### [Brief A]
Copy the lines of the listing below, from the line that contains "For the benchmark, point out every instance of the yellow" to the line that contains "point(102, 222)", including both of those lines and the requests. Multiply each answer coordinate by 2.05 and round it to a whole number, rounding halves up. Leave the requests and their format samples unchanged.

Have you ever wondered: What's the fundamental difference between a data warehouse and an operational database? If so, this article is written for you!
On the surface, data warehouses and operational databases provide similar functionalities. However, they are optimized for different use cases. Data warehouses are generally optimized for OLAP (online analytical processing) workloads, while operational databases are generally optimized for OLTP (online transactional processing) workloads.
In this article you will learn about OLAP and OLTP workloads, and will see the fundamental architectural difference that makes data warehouses preferred for OLAP workloads and operational databases preferred for OLTP workloads.
This article covers the following topics:
A brief review of background information that provides a basis for understanding the architectural decisions made for operational databases and data warehouses. This includes an overview of latency numbers that every programmer should know, as well as a high-level overview of how pages of data are read from disk into memory. An example of an OLTP workload, with an explanation of how row-oriented storage makes operational databases good for such workloads. An example of an OLAP workload along with an explanation of how column-oriented storage makes data warehouses good for such workloads. A review benchmark results that compare a popular OLTP database with an up-and-coming OLAP data warehouse. A summary of when an operational database should be used and when a data warehouse may be a better choice. The benefits of using both an operational database and a data warehouse. How Airbyte may be used to synchronize data from an operational database to a data warehouse as part of your overall data integration strategy. By the end of this article you will understand the fundamental difference between a data warehouse and an operational database, and you will be well positioned to determine if your requirements are best served by a data warehouse, an operational database, or a combination of both of these technologies.
Background information In order to understand the fundamental difference between a data warehouse and an operational database, it is useful to understand design decisions and trade-offs that have been made for each one. Furthermore, in order to understand the underlying reasoning for these design decisions, it is helpful to have a general understanding of latency numbers and a few basic operating system concepts.
A review latencies The latency numbers every programmer should know table, produced by Jonas Bonér in 2012 can be used as a rough guide to help understand the time required for accessing data depending on where it is located.
ℹ️ Even though current (2022) latency numbers may be different than those from 2012, the relative orders of magnitude should still hold true and help understand the trade-offs that will be discussed later in this article.
The latency numbers from the linked article have been copied into the image below:
The orders of magnitude differences between different kinds of data access are worth paying attention to. For example, loading data from an SSD is more than 3 orders of magnitude (more than 1000x) slower than referencing main memory, and a disk seek on a spinning disk is 5 orders of magnitude (100,000x) slower than referencing data that is in memory.
The above latencies should make it clear that there is a huge performance advantage to minimizing disk access .
One optimization to reduce the number of times data needs to be read from disk is to ensure that the working set of data is efficiently loaded into memory. This is covered in more detail in the next section.
How data is loaded into memory? Operational databases and data warehouses generally store much more data on disk than can possibly fit into memory. Therefore, they rely on the underlying operating system to read different portions of data from disk into memory as required. The operating system makes use of memory paging to read and write data. When new data is requested, a page is retrieved from disk and loaded into memory. Pages range in size from 4KiB to 2MiB depending on how the system is configured.

### [Brief B]
In the article on data warehouses and operational databases, shorten the paragraph beginning "The orders of magnitude differences between different kinds of data access" into a brief list that keeps its main facts.

### [Record list]
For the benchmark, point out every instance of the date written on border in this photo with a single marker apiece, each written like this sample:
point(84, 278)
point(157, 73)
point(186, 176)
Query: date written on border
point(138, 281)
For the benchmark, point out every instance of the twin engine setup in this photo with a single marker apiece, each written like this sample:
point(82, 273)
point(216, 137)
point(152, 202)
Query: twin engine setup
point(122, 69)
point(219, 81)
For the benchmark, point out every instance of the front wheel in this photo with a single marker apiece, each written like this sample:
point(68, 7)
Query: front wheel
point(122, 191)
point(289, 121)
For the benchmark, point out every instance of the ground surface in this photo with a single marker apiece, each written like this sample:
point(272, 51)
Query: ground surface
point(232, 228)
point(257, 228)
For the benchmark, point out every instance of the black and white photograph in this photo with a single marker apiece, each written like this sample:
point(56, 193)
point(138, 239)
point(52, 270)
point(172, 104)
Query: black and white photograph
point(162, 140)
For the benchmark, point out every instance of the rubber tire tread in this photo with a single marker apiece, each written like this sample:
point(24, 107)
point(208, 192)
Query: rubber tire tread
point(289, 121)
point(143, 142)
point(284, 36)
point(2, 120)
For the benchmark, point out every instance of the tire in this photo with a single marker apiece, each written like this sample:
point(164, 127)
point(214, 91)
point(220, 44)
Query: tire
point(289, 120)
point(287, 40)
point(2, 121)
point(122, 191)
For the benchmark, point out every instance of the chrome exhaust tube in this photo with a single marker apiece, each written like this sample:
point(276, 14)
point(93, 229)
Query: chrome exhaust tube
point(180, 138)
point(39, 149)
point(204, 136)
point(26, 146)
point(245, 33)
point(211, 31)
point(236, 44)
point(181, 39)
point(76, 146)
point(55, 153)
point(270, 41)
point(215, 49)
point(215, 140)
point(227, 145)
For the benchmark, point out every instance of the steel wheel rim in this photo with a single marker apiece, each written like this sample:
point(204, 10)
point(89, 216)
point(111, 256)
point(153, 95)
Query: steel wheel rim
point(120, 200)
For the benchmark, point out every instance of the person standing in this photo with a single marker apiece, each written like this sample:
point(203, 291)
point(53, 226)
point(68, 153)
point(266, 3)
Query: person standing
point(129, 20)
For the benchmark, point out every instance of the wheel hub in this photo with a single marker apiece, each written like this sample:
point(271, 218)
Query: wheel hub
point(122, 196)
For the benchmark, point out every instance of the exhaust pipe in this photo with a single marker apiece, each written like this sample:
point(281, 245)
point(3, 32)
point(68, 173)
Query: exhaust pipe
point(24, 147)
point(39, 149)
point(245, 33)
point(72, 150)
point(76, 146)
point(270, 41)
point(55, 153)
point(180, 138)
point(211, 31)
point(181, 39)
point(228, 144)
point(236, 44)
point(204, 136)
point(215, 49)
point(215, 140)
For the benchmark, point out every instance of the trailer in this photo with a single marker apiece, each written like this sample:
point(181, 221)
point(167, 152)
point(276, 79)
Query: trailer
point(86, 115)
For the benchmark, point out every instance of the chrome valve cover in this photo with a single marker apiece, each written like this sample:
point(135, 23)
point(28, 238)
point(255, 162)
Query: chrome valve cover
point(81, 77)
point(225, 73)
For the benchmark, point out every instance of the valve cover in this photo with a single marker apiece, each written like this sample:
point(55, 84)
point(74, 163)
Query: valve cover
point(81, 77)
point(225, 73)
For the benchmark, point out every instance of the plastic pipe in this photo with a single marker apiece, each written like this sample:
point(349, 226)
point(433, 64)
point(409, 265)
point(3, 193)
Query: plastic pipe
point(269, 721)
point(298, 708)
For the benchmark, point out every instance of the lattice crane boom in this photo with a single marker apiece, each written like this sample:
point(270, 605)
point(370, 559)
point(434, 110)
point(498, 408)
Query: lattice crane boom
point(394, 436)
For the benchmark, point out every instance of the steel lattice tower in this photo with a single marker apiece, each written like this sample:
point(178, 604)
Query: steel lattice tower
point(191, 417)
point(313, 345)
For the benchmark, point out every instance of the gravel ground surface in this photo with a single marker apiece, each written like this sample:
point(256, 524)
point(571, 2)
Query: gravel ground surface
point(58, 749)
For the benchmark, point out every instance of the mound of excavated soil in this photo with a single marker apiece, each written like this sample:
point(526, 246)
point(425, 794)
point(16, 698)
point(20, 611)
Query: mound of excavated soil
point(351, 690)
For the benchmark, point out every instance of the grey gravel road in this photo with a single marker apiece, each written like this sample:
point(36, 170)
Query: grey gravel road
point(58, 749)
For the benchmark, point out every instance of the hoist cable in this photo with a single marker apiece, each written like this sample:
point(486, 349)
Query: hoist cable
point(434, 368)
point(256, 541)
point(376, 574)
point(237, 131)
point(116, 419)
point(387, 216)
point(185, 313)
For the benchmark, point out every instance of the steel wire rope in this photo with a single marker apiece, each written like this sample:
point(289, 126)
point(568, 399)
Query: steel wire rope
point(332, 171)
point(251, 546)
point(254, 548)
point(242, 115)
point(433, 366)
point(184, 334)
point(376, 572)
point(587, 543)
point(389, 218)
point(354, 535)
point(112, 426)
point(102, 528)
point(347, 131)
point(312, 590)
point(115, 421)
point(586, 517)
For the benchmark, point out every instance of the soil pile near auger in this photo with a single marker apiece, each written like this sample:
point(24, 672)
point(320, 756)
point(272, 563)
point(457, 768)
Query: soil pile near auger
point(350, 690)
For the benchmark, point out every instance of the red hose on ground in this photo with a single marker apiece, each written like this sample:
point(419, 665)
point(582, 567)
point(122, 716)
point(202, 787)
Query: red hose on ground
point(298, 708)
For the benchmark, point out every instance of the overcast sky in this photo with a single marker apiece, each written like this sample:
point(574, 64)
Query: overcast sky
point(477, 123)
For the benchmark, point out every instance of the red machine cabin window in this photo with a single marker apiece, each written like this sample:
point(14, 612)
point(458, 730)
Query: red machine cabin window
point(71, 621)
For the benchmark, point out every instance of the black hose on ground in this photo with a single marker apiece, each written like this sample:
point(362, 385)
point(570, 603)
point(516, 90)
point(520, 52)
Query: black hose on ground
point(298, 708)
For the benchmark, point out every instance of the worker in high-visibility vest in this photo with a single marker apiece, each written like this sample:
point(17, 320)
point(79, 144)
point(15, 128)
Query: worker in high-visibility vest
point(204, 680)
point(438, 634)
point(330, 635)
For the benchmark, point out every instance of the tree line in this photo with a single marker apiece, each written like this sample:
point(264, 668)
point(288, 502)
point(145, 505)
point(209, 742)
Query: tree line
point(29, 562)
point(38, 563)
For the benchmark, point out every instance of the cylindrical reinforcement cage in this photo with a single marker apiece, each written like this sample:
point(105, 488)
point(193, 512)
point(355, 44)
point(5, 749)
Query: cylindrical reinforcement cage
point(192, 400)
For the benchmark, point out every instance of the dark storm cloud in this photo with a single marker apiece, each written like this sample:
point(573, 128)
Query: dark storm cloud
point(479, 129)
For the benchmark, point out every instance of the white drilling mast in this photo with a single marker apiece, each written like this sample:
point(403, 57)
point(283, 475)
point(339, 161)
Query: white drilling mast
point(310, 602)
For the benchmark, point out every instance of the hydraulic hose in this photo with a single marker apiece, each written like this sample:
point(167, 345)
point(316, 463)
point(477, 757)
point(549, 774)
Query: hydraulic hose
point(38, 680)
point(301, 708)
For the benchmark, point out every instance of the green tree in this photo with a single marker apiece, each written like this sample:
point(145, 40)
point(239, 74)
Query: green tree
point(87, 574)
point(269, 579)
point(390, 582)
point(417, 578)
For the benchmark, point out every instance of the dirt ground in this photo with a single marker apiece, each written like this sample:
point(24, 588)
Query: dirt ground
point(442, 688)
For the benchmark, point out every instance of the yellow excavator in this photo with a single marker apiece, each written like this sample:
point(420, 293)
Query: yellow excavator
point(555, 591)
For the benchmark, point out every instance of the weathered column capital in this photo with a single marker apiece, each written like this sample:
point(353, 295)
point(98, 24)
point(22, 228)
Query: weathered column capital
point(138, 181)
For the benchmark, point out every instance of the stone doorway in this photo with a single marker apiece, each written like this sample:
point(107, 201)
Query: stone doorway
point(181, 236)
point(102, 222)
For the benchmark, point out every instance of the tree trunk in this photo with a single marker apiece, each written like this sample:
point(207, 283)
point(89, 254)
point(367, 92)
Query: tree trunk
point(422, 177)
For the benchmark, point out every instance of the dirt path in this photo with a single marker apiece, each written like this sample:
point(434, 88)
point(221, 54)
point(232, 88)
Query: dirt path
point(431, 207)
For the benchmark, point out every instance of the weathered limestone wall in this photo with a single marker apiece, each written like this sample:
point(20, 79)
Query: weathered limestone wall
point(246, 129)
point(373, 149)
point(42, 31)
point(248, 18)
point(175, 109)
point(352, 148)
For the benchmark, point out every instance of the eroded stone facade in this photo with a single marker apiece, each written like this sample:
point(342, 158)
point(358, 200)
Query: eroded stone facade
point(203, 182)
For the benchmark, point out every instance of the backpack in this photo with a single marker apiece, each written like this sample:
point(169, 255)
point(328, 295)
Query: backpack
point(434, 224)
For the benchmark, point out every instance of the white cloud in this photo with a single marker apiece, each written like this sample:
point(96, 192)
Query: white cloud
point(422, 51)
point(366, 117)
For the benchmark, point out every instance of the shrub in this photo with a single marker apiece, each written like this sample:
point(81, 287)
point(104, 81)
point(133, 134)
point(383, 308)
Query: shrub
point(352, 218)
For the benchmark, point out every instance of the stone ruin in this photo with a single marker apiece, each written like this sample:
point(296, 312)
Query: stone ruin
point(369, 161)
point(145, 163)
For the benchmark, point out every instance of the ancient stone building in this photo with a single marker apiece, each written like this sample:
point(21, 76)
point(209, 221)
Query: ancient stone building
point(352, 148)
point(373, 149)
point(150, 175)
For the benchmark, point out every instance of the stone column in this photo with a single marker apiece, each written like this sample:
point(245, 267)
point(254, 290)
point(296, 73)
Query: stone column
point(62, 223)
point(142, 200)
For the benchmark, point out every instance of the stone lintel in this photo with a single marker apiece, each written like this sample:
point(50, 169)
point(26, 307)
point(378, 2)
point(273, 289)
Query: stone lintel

### [Worked answer A]
For the benchmark, point out every instance of the yellow excavator in this photo with a single marker apiece, each written like this sample:
point(420, 293)
Query: yellow excavator
point(1138, 1212)
For the benchmark, point out every instance of the weathered column capital in this photo with a single marker apiece, each written like this sample:
point(353, 295)
point(98, 24)
point(22, 228)
Query: weathered column capital
point(283, 371)
For the benchmark, point out every instance of the stone doorway in this photo with a single marker apiece, each written like this sample:
point(107, 201)
Query: stone doorway
point(371, 484)
point(209, 455)

### [Worked answer B]
- The orders-of-magnitude gaps between kinds of data access deserve attention.
- Loading data from an SSD is more than 1000x (over 3 orders of magnitude) slower than referencing main memory.
- A disk seek on a spinning disk is 100,000x (5 orders of magnitude) slower than referencing data in memory.